SHORT EXERCISE:
Display each line of the data below that contains the string "instances". Case counts.

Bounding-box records

# # # # # # #

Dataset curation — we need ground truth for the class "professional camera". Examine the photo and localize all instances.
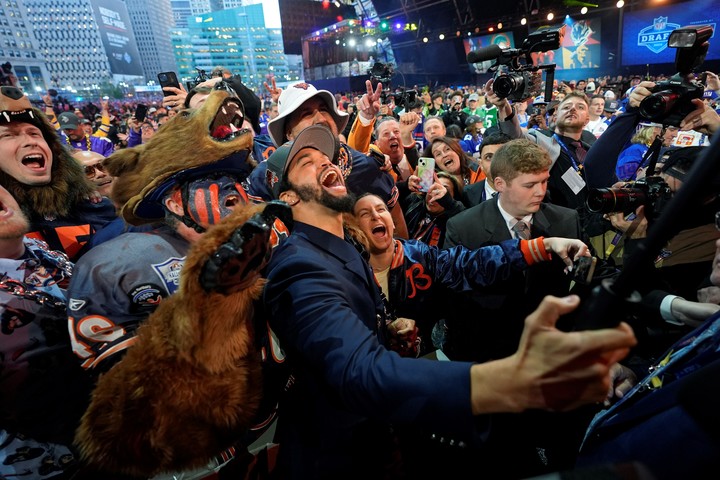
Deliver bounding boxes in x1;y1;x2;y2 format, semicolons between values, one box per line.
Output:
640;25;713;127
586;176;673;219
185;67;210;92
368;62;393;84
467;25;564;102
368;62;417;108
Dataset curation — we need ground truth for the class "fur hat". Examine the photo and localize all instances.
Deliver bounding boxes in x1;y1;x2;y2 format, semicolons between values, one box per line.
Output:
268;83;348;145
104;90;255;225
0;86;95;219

# # # # # # #

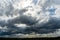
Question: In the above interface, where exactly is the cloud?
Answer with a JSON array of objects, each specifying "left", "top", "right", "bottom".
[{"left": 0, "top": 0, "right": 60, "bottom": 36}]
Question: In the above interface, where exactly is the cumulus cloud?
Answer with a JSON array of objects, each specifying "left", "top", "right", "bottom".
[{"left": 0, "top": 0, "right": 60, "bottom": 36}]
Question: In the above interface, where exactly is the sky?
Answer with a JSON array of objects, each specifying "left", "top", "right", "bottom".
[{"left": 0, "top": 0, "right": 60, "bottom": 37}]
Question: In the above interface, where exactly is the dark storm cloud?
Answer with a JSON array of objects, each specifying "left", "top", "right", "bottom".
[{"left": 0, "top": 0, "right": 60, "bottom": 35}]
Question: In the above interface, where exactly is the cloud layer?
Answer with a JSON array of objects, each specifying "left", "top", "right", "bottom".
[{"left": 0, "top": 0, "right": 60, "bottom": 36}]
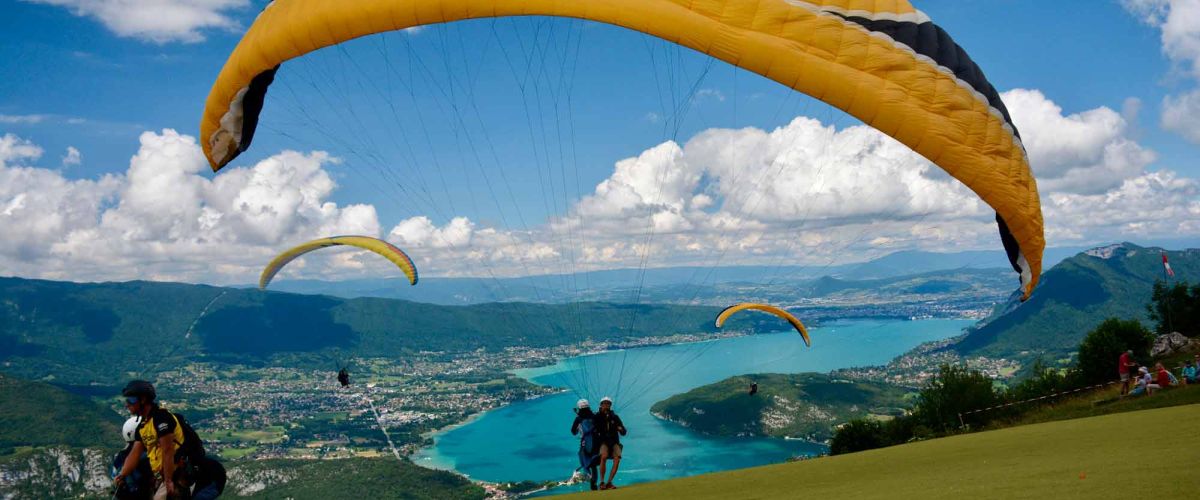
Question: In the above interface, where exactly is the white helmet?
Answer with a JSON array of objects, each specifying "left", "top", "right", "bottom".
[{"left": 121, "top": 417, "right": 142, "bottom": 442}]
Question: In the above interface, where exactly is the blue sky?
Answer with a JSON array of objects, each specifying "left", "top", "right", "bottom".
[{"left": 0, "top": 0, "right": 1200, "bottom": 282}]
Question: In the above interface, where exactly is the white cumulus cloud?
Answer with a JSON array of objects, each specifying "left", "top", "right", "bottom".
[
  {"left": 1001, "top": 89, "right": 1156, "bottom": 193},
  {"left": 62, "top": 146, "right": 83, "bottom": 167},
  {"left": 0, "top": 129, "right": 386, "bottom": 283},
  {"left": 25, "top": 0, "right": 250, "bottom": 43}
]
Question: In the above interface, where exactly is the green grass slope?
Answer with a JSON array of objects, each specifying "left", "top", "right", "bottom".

# # # # # # #

FINAL ANSWER:
Dataset curation — we need ground truth for the class "professional camera". Examine the photo and localize all instances.
Dataset curation — we need ground truth for the class "fur hat". Examine the photo and localize all instances.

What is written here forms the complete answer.